Transcribe only the part of the listing below that begins at the line containing "Mark the time" and runs to its final line, keeping both ends.

== Supplied material ==

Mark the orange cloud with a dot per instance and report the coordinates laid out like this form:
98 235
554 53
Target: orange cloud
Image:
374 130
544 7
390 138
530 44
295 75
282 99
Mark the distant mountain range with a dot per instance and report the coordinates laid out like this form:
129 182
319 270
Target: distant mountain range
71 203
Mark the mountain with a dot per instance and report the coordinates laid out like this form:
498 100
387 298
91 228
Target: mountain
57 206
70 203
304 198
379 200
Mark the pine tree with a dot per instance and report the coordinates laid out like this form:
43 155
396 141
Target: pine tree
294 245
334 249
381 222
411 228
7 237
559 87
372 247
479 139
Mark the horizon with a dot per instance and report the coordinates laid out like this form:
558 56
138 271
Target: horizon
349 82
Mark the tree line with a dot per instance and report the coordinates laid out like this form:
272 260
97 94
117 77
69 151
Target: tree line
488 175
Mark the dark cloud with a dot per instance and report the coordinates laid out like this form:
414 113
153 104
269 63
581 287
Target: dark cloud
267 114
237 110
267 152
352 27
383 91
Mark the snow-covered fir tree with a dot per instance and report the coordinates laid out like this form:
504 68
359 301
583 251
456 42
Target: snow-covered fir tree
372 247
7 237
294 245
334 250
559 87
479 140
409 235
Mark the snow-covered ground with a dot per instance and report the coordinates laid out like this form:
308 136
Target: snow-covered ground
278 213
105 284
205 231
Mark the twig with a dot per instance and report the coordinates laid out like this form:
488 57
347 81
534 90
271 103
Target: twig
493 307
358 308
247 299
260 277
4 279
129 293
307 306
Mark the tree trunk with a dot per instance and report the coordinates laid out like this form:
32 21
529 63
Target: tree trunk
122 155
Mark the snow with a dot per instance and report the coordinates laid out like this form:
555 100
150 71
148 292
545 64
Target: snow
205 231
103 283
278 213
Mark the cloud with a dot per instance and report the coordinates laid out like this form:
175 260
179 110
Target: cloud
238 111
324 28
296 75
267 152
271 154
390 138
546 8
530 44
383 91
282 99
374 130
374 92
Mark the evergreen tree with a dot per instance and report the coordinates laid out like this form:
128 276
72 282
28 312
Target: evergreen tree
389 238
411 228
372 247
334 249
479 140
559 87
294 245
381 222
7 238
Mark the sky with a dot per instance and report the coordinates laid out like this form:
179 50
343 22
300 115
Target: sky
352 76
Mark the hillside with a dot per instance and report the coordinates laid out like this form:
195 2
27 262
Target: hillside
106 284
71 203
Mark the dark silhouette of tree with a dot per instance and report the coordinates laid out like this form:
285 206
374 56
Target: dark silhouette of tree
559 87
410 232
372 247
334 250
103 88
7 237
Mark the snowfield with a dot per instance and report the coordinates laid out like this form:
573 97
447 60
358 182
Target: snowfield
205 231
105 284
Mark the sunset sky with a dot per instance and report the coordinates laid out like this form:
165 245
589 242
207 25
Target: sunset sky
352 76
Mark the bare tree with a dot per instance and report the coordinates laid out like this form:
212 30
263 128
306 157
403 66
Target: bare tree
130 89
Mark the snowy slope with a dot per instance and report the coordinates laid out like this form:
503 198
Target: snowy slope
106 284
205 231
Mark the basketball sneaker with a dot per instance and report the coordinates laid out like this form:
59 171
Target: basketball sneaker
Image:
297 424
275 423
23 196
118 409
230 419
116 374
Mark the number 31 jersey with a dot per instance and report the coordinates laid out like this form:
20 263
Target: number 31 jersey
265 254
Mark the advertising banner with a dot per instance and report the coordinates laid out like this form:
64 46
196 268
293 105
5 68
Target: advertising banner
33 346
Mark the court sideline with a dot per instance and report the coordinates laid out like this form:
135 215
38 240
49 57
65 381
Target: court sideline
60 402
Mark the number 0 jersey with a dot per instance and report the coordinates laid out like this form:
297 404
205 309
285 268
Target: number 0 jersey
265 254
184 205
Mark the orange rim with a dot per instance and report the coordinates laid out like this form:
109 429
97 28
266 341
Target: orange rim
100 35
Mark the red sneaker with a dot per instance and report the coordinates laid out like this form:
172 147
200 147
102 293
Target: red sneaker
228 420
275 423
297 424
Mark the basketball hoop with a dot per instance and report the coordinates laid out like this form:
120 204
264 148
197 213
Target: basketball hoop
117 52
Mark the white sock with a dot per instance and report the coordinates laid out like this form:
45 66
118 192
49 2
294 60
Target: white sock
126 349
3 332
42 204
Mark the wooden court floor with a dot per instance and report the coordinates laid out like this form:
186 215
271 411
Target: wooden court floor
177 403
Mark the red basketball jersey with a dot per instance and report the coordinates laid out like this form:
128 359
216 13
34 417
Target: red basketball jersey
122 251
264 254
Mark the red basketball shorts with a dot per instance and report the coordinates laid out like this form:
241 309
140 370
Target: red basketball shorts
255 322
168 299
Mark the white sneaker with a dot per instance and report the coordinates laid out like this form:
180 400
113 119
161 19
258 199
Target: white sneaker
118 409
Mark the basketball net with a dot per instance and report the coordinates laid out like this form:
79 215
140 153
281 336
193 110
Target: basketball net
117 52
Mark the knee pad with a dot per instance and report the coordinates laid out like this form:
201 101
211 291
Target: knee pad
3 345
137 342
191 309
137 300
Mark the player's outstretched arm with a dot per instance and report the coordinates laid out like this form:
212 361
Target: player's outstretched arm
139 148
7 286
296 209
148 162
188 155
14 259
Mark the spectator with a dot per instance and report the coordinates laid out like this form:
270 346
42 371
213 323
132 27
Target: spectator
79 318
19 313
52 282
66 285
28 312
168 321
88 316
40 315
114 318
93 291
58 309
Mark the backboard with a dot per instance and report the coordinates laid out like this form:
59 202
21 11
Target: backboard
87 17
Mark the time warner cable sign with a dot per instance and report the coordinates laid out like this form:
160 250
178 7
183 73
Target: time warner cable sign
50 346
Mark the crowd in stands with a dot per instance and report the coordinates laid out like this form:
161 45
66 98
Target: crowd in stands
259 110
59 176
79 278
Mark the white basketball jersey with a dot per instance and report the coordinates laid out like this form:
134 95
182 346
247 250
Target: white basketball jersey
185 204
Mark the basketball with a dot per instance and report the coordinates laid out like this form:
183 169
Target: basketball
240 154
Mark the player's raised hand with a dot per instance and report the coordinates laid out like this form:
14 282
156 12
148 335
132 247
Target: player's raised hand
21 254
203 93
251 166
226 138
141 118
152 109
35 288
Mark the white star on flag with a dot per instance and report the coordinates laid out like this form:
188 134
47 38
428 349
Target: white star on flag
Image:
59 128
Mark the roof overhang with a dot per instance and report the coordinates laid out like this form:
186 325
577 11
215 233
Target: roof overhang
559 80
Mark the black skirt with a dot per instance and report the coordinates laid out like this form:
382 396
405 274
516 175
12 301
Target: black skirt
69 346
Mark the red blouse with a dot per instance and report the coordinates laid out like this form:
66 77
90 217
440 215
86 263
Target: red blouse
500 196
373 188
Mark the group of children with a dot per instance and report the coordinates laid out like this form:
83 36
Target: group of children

===

> _Output for this task_
Mark the time warner cable sign with a dot per instance and report the coordinates laid out like this form:
160 250
178 7
183 73
Target: time warner cable sign
50 346
Mark the crowd in stands with a dot per instance and report the coordinates laid out like this form:
161 45
66 98
Target: crowd in stands
259 110
59 176
79 278
Mark the white basketball jersey with a dot per instance and report the coordinates laid out like this form:
134 95
182 346
247 250
Target: white basketball jersey
185 204
Mark the basketball with a dot per instance and report the coordinates laid out like this form:
183 169
Target: basketball
240 154
Mark the player's raised hand with a dot per instance and report the coordinates laid out like this form:
14 282
156 12
148 335
132 247
Target: player's raised hand
21 254
203 93
251 166
226 138
141 118
152 109
35 288
Mark the white star on flag with a dot per instance and report the coordinates laid out like this form:
188 134
47 38
428 349
Target: white star on flag
Image:
59 128
Mark the roof overhang with a dot per instance and report the coordinates laid out like this form:
186 325
577 11
215 233
Target: roof overhang
559 80
Mark the black skirt with a dot per instance and report the coordinates laid out like this form:
382 396
405 274
516 175
12 301
Target: black skirt
69 346
Mark the red blouse with a dot per instance and report the coordinates laid out like this form:
66 77
90 217
440 215
86 263
Target: red blouse
500 196
373 188
Mark the group of children with a dot per instance and report the coordinates laid out like this form:
83 36
Target: group of children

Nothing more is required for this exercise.